» TASK PROMPT: Each line of the entries below that includes "blue" belongs in your answer.

Stored data entries

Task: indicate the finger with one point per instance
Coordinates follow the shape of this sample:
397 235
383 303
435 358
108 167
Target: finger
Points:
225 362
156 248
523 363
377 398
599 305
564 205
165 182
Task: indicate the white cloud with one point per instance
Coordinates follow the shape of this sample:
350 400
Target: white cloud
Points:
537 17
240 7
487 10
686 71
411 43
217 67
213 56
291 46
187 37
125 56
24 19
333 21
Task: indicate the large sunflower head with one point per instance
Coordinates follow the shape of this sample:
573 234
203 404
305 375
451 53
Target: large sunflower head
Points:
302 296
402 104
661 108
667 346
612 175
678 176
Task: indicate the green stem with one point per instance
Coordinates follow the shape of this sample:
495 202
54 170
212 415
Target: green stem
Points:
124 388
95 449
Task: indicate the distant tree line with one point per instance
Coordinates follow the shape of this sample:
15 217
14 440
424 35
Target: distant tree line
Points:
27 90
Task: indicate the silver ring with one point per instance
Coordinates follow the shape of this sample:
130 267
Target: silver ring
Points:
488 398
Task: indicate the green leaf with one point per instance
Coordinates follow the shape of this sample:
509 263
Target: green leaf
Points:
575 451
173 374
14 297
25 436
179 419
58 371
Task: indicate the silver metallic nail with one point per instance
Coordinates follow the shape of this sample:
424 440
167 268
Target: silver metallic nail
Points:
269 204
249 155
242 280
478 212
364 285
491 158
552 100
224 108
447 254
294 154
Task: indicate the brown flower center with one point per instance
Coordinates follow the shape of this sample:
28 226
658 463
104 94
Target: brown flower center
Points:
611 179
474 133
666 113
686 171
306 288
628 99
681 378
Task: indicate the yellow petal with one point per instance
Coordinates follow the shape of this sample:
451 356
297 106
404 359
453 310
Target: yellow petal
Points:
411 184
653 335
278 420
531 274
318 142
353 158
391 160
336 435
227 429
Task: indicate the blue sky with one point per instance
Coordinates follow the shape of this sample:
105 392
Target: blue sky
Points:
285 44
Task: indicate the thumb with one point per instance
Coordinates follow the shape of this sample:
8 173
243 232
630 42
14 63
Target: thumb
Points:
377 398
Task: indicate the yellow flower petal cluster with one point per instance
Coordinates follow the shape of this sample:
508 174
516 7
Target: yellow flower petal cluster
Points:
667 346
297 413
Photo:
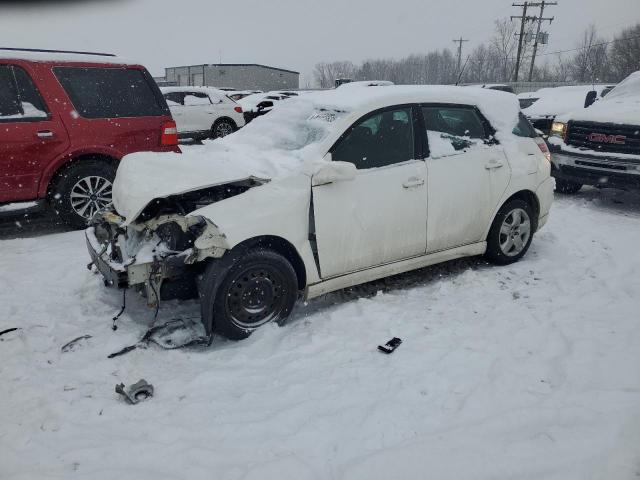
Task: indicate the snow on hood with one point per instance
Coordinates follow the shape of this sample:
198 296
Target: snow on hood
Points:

» TASK OUTPUT:
Task: indicate the blue sky with one point per instance
Target: blue sky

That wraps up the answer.